Task objective: In the entries below, copy the part that opens with the line containing "Could you point out the stone ledge" and closes with the line containing "<point>245,532</point>". Swap "stone ledge" for "rock shelf" and keep everything else the same.

Point placement records
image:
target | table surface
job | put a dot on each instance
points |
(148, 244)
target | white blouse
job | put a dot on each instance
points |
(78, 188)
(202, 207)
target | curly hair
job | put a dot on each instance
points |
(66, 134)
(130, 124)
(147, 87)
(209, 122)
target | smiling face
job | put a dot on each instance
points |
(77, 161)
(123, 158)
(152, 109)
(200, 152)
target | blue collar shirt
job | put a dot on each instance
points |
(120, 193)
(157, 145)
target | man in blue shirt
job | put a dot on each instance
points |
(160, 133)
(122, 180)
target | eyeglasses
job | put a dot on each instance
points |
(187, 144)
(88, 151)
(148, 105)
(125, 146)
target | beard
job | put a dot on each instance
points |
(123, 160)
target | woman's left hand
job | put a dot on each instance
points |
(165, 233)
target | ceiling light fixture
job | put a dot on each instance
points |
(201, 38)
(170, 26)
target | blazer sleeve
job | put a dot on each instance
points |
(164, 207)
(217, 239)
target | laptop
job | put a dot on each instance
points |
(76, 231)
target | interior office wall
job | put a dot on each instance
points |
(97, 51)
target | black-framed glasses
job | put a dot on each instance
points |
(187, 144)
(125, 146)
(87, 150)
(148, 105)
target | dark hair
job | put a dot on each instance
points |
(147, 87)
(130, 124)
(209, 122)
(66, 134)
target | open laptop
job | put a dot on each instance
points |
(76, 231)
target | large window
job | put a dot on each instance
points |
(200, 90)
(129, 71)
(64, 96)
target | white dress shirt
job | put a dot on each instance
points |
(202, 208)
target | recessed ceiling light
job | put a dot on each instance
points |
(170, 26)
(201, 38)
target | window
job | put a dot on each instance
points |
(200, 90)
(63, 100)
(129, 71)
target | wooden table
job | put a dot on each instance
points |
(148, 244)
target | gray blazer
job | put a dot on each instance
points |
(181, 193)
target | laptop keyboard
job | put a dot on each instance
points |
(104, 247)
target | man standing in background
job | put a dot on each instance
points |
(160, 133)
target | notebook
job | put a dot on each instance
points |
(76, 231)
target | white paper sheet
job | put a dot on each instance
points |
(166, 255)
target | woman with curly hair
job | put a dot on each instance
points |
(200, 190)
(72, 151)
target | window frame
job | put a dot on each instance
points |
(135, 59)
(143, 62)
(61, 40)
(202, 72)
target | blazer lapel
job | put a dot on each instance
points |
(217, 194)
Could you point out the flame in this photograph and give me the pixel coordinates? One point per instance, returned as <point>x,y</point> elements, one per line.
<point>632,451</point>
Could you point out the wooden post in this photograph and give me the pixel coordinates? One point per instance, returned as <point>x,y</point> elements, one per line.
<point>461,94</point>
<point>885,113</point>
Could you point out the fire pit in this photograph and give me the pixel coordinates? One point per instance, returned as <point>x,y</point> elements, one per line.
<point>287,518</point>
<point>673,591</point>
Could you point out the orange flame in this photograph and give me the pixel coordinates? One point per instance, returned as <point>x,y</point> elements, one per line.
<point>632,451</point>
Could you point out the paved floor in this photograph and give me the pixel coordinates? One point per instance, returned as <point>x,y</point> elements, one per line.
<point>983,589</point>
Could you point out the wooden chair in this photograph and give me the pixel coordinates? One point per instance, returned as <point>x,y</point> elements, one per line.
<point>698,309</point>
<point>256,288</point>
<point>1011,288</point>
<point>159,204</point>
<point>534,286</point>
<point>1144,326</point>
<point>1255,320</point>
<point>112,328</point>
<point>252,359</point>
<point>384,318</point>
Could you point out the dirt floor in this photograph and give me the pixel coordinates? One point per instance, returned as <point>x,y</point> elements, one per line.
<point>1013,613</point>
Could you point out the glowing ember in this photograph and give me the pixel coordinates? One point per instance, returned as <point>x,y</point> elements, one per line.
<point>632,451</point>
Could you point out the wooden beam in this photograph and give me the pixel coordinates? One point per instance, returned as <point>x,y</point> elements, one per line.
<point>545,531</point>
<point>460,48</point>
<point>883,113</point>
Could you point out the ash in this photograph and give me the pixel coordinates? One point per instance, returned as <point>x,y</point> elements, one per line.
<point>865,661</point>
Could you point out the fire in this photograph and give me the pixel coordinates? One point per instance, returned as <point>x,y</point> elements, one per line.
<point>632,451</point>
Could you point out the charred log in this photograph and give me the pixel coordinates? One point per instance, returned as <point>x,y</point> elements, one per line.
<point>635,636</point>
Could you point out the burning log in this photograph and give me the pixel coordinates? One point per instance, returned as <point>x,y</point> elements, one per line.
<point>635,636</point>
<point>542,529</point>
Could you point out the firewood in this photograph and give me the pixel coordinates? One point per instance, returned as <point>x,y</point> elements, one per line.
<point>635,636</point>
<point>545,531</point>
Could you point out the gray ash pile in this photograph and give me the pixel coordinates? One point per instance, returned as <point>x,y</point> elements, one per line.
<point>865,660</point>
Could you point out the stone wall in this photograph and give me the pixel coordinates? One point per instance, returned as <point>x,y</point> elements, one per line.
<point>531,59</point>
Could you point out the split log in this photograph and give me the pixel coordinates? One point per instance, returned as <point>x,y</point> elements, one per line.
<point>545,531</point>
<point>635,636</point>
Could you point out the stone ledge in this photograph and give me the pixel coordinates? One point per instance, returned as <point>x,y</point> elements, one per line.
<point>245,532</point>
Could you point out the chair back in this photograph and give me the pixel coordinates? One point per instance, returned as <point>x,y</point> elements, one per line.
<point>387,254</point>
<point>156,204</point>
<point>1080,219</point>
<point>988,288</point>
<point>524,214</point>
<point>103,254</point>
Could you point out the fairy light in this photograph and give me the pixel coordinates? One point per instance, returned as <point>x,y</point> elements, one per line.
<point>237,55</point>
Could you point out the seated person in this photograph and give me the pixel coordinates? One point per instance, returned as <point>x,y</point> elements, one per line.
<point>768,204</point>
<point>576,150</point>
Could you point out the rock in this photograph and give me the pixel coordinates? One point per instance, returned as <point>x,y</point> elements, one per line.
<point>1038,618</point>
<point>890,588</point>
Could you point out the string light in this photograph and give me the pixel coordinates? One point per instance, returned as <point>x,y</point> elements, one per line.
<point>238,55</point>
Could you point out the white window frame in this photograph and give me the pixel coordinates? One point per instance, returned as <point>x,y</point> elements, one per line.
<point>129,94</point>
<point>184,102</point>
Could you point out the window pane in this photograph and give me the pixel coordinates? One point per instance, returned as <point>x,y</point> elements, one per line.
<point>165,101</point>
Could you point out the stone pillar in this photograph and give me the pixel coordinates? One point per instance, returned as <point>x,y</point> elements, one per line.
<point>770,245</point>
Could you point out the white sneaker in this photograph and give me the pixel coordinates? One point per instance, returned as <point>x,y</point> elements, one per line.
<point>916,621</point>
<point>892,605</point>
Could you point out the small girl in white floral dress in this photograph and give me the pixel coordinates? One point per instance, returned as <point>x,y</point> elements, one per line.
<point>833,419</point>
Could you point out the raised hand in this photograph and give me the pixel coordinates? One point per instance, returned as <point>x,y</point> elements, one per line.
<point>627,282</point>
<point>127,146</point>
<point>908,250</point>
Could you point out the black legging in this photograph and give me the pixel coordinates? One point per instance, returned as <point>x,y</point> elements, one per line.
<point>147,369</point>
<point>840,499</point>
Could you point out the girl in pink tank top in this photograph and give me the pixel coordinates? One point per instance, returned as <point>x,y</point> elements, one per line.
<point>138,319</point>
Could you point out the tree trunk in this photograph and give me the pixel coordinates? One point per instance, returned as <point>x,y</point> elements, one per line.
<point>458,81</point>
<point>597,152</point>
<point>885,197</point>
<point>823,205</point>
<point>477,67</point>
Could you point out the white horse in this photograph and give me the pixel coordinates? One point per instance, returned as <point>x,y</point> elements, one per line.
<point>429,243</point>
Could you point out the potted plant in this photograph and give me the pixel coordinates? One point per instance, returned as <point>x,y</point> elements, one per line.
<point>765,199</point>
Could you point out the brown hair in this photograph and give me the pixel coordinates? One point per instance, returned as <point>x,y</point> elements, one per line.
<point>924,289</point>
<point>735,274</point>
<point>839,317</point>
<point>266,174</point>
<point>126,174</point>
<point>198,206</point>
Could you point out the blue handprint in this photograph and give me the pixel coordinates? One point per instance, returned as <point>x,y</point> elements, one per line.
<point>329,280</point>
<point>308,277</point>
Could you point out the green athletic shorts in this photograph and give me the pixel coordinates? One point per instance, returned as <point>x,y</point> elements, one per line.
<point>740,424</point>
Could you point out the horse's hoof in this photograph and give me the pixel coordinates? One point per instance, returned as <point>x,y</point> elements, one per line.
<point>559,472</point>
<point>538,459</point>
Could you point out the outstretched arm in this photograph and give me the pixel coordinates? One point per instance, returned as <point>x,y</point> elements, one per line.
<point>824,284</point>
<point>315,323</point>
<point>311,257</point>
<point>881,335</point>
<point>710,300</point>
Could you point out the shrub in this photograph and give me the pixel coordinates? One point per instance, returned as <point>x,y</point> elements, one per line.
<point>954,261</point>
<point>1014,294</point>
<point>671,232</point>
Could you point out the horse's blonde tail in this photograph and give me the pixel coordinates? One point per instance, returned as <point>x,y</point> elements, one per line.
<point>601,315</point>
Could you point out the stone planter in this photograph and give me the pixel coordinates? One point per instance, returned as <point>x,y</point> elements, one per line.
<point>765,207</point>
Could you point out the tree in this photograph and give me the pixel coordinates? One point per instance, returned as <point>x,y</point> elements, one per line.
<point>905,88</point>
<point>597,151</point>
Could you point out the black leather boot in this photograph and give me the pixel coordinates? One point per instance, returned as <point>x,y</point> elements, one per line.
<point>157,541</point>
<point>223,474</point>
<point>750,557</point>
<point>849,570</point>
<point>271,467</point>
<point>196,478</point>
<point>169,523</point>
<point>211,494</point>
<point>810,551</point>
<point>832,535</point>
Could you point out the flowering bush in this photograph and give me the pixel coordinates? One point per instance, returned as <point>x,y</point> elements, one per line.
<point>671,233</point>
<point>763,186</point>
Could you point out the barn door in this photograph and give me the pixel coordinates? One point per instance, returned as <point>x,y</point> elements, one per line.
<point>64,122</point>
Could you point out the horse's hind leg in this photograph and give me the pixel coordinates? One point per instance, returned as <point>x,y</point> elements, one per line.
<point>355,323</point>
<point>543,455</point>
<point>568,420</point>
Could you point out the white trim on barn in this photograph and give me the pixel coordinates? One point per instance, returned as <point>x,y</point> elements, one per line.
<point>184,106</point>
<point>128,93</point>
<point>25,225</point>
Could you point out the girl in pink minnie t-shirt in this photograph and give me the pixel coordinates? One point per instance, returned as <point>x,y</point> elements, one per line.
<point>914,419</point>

Complete output:
Could you point out the rock shelf in this photograph and give me the pixel coordinates? One point per instance, returned as <point>x,y</point> elements, one per line.
<point>245,532</point>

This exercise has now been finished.